■ WHAT THE TASK ASKS
In full and without alteration, write out the data below.

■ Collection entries
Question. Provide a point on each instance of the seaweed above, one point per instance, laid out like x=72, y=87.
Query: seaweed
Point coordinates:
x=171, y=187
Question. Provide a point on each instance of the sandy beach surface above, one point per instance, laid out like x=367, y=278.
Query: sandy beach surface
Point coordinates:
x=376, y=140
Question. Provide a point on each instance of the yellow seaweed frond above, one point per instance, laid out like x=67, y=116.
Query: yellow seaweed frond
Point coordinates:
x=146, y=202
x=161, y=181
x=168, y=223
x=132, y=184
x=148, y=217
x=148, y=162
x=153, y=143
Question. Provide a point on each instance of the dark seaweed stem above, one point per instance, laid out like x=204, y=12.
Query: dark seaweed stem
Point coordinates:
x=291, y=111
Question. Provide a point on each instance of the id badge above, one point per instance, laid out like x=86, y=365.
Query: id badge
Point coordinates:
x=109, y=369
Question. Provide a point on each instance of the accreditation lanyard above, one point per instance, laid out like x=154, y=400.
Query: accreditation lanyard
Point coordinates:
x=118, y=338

■ TASK RESULT
Question. Provide a point on each instance of the seaweed above, one point per instance, laid out like x=72, y=87.
Query: seaweed
Point coordinates:
x=171, y=187
Question. Provide a point on each instance of the sandy beach surface above, one point per instance, laid out like x=367, y=278.
Query: sandy beach surface
Point coordinates:
x=376, y=140
Question. Provide a point on each instance of the yellow seaweed frond above, one point per instance, laid out like x=67, y=116.
Query: yellow seaweed frond
Point coordinates:
x=146, y=202
x=161, y=181
x=168, y=223
x=132, y=184
x=148, y=217
x=148, y=162
x=153, y=143
Question. Provide a point on each instance of the dark seaweed stem above, one point per instance, laid out like x=204, y=12.
Query: dark seaweed stem
Point coordinates:
x=291, y=111
Question. Provide a point on each instance of the id badge above, one point per instance, laid out like x=86, y=365.
Query: id badge
Point coordinates:
x=109, y=369
Question. Provide a point on each instance of the accreditation lanyard above, one point per instance, laid out like x=154, y=400.
Query: accreditation lanyard
Point coordinates:
x=118, y=338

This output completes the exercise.